Ali (Matthias Schoenaerts) é um bruto; ele é alto e forte como um touro. Quanto tem fome, ele se alimenta. Quando quer sexo, transa com a professora da academia, ou com a babá do filho de cinco anos, Sam. Imigrante belga, chega à França com o garoto e a roupa do corpo, indo morar com uma irmã que não via há cinco anos, Anna (Corinne Masiero). Ela lhe consegue um emprego como segurança em uma casa noturna, e é lá que Ali conhece Stéphanie (Marion Cotillard, de "Piaf, um hino ao amor"). Na primeira cena em que a vemos, ela está com o nariz sangrando, resultado de uma briga, provavelmente com um homem que avançou o sinal. Ali a leva para casa e lhe deixa seu telefone.
Stéphanie, de aparência frágil e olhar triste, está acostumada a lidar com grandes animais. Ela trabalha como adestradora de baleias Orca em um show aquático. Durante uma apresentação acontece um acidente grave, e Stéphanie é quase esmagada por uma baleia. Quando acorda no hospital, horas mais tarde, ela descobre que perdeu as duas pernas, abaixo do joelho. Meses depois, deprimida e morando sozinha em um apartamento de frente para o mar, ela liga para Ali. Começa assim um relacionamento difícil de definir.

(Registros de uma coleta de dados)
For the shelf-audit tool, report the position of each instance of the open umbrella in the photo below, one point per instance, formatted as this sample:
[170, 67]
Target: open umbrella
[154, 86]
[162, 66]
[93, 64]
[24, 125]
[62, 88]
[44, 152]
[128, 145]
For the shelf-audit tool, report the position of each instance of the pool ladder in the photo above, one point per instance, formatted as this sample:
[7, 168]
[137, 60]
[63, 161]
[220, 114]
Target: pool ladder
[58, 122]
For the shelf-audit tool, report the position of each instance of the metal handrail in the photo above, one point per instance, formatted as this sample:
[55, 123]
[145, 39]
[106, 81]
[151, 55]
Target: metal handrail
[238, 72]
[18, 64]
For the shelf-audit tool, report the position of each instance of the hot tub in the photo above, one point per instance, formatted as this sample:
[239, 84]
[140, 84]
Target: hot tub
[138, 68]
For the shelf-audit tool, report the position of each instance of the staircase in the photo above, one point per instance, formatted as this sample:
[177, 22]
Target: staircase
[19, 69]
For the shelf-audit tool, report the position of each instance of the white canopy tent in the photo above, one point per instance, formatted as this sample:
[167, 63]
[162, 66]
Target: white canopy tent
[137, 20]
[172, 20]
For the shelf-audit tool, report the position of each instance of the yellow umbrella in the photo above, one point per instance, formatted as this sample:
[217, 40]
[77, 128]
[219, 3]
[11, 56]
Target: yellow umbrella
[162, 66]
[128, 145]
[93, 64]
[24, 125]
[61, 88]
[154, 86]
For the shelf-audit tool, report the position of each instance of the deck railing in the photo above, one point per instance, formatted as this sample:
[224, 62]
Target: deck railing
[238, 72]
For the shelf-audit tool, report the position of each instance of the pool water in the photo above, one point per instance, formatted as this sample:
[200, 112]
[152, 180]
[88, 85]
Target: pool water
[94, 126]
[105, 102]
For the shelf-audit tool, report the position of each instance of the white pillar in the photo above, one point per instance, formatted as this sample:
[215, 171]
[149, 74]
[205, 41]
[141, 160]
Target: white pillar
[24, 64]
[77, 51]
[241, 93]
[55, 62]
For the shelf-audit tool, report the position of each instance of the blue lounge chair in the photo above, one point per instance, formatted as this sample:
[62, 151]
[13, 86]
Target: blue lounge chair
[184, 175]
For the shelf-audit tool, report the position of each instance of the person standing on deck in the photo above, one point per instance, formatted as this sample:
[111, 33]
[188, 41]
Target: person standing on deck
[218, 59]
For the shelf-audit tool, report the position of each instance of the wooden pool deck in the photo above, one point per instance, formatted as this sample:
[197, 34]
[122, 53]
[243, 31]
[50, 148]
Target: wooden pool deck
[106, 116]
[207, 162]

TAREFA 1:
Segundo o trecho selecionado, em que Stéphanie trabalha?
TAREFA 2:
Liste todos os intérpretes cujos nomes aparecem no trecho selecionado.

RESPOSTA 1:
Ela trabalha como adestradora de baleias Orca em um show aquático.

RESPOSTA 2:
Matthias Schoenaerts, Corinne Masiero e Marion Cotillard.